--- Start Data for this task ---

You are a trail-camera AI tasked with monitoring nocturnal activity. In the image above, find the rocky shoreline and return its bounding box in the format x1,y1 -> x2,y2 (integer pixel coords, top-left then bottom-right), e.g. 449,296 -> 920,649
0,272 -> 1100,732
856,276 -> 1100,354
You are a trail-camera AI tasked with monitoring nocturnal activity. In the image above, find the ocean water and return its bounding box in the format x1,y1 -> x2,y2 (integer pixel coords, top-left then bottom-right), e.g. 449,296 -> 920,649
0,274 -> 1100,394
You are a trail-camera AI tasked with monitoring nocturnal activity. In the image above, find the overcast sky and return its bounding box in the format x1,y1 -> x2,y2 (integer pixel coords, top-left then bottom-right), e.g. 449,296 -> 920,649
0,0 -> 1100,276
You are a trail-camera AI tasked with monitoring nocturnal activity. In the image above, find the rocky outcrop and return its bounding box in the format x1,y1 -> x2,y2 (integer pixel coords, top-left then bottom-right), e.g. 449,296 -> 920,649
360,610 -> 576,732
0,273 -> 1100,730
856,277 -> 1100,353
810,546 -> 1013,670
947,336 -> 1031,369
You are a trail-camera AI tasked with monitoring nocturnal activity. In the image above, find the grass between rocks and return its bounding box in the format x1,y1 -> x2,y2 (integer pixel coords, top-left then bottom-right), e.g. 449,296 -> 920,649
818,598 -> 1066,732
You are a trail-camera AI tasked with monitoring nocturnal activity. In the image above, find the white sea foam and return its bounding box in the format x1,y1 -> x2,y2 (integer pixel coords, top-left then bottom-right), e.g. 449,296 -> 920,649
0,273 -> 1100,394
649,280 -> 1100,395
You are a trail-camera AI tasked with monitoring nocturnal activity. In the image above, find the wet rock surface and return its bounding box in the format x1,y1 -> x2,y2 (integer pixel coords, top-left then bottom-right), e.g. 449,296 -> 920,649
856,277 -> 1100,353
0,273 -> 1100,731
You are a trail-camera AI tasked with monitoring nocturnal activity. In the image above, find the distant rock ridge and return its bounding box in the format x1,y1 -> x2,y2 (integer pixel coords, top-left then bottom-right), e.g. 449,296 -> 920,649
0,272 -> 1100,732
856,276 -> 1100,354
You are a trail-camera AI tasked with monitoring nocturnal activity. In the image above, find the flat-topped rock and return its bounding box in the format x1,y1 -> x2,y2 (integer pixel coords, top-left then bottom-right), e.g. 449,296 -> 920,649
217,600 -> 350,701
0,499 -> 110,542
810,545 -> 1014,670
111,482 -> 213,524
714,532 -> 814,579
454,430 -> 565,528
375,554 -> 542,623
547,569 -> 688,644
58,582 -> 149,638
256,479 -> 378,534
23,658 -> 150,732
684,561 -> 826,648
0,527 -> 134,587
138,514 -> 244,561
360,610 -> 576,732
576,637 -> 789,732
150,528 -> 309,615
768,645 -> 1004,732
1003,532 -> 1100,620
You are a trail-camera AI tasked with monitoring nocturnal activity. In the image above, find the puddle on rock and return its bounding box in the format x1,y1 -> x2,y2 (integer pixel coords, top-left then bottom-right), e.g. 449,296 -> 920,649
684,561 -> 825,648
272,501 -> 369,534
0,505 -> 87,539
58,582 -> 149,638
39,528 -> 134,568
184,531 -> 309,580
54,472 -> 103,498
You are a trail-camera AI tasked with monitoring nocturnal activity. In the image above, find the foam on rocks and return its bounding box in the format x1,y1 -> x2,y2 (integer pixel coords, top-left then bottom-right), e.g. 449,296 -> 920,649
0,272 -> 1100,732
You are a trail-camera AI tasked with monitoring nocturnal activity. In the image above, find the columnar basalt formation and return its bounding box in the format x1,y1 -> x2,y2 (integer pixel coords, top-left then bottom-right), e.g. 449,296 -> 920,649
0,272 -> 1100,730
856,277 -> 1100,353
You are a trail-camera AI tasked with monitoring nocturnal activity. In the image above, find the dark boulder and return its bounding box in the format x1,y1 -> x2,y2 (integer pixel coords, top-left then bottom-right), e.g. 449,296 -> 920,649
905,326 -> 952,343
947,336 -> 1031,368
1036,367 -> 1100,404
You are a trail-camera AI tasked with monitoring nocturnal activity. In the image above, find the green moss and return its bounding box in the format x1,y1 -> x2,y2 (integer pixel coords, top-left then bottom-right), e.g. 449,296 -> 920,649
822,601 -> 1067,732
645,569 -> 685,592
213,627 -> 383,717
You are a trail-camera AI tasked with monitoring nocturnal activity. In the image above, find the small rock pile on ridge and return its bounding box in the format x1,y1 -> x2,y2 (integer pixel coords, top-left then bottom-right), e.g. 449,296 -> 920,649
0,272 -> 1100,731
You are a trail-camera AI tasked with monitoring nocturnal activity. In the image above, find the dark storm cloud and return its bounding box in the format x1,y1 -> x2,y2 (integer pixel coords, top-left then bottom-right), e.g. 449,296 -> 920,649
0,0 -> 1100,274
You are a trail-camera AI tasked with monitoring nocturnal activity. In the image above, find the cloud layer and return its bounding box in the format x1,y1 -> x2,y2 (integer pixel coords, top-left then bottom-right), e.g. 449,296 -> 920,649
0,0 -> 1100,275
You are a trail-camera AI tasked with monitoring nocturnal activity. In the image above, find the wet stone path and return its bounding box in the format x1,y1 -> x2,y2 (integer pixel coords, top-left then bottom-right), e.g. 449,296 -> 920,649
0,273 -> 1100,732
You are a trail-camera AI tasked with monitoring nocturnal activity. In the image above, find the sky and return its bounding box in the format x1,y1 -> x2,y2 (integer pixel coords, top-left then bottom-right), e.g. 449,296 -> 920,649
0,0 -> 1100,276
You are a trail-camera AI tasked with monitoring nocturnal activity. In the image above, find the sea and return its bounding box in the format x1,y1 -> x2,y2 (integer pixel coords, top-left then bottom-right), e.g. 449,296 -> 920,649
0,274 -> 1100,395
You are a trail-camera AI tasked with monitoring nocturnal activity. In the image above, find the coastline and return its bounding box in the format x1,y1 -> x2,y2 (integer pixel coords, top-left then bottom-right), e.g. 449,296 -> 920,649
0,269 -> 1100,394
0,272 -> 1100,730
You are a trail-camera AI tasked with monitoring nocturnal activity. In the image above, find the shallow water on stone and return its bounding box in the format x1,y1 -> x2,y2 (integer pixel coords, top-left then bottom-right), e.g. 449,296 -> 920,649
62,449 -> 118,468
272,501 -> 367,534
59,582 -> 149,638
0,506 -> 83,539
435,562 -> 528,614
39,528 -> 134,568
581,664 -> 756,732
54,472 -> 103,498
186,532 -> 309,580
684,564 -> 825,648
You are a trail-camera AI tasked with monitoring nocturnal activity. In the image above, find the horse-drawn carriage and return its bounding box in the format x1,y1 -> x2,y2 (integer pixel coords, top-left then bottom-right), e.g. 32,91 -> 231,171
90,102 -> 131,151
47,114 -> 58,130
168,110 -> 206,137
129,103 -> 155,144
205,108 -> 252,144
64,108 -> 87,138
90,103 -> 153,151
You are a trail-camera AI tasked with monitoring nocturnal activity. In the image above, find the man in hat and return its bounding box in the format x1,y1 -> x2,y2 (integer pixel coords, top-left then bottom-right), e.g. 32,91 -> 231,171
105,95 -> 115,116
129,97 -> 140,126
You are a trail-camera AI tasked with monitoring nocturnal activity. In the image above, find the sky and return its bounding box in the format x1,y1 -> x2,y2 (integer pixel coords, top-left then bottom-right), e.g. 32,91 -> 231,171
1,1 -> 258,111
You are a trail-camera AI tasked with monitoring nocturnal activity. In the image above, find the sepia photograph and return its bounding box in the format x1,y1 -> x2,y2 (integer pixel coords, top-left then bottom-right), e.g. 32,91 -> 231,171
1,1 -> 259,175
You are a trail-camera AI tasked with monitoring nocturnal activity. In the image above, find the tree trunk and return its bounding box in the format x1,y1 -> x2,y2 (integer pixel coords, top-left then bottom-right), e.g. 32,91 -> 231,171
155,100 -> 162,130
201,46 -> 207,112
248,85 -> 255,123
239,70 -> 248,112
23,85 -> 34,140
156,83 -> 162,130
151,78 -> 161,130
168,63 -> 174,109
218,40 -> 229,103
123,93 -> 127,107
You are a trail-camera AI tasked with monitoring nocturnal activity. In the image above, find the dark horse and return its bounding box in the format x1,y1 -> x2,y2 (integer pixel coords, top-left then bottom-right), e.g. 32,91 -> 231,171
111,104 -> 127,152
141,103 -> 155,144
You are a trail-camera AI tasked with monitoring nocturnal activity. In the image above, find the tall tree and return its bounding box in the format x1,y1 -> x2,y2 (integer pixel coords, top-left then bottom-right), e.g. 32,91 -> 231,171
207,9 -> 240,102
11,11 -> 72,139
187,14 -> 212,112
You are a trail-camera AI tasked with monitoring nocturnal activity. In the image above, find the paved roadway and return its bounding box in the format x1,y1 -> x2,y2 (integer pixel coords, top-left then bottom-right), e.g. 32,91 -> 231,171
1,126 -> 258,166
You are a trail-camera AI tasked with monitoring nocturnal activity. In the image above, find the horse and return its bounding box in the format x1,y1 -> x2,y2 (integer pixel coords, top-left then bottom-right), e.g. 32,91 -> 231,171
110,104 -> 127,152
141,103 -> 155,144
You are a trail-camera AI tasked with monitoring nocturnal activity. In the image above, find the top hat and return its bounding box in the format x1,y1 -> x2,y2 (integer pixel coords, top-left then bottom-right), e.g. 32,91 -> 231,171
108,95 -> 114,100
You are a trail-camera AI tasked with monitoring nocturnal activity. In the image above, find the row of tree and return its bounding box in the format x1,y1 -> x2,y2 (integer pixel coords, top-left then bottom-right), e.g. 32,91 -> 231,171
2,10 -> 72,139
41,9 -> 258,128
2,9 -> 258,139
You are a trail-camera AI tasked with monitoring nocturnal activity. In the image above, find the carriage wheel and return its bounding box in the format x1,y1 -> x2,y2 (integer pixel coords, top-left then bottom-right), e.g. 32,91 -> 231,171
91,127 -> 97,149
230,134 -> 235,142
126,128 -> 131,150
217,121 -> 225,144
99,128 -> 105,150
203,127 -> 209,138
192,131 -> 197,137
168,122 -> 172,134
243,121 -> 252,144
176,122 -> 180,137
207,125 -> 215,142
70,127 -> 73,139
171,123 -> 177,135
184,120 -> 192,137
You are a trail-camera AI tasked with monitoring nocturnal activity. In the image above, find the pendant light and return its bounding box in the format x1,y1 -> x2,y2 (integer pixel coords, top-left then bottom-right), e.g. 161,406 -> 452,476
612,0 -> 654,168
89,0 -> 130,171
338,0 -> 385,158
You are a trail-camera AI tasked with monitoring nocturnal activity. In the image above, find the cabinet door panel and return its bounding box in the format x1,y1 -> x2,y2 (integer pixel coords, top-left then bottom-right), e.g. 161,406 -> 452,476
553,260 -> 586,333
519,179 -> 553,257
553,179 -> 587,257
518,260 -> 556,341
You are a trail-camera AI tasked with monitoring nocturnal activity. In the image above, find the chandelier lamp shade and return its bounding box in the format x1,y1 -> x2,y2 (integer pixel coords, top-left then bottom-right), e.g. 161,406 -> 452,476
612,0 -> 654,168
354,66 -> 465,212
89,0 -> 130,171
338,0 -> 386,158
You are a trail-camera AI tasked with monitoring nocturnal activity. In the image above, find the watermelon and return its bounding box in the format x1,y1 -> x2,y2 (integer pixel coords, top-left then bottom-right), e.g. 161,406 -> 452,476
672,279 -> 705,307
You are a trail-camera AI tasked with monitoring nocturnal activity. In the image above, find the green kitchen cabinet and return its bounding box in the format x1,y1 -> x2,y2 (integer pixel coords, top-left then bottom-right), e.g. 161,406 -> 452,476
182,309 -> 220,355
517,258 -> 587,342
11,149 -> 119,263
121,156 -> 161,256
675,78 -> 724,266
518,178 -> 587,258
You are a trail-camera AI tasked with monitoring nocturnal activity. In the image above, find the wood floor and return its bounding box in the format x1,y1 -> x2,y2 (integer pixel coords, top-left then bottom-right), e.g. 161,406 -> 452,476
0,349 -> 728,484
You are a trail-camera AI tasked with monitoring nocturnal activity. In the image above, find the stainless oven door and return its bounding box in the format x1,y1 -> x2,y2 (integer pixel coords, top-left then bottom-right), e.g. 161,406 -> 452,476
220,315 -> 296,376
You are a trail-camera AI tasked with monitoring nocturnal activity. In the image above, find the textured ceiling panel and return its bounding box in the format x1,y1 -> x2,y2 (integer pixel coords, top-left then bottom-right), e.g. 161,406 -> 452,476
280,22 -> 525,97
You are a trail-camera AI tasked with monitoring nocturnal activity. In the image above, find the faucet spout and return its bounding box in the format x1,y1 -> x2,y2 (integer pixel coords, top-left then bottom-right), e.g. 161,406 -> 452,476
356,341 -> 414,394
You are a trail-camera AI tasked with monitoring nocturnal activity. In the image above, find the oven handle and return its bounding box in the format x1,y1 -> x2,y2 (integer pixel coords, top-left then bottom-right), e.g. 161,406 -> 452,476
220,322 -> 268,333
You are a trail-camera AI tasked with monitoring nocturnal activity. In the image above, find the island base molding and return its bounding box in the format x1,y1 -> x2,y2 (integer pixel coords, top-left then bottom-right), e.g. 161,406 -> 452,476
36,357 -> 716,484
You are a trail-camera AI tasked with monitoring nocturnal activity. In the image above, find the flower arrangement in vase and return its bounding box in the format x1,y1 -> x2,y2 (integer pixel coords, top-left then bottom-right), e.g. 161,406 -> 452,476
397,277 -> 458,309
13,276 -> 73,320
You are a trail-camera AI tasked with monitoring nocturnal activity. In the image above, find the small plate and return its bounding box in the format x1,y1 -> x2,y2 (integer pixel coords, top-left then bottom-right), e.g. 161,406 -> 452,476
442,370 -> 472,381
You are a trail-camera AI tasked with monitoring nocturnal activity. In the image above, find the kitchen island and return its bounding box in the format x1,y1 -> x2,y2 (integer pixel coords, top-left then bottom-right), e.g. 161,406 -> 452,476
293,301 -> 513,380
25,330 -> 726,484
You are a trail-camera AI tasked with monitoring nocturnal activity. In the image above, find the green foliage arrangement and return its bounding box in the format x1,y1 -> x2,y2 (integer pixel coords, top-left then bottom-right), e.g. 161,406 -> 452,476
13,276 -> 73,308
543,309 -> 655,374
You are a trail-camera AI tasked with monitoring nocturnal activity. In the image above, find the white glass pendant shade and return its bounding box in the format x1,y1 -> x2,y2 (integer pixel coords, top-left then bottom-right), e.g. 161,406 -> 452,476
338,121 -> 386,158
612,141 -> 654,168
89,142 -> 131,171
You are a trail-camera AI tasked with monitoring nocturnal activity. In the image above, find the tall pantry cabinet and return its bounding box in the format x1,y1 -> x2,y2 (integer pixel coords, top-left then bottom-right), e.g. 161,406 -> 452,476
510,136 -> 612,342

--- End Data for this task ---

Retype everything from the start of the records down to the line containing "0,274 -> 1100,394", including that line, with nothing changed.

* **Task result**:
You are a trail-camera AI tasked with monitoring nocturnal activity. In the image above, find the rocky shoreline and return its bounding box in the format x1,y1 -> x2,y2 (integer pixel coords, top-left then bottom-right), e.g. 449,296 -> 920,649
0,272 -> 1100,732
856,276 -> 1100,354
You are a trail-camera AI tasked with monitoring nocturnal activity. In the image above, find the ocean water and return its bounding box in the format x1,y1 -> x2,y2 (integer pixel coords, top-left then bottom-right), e.g. 449,296 -> 920,649
0,274 -> 1100,394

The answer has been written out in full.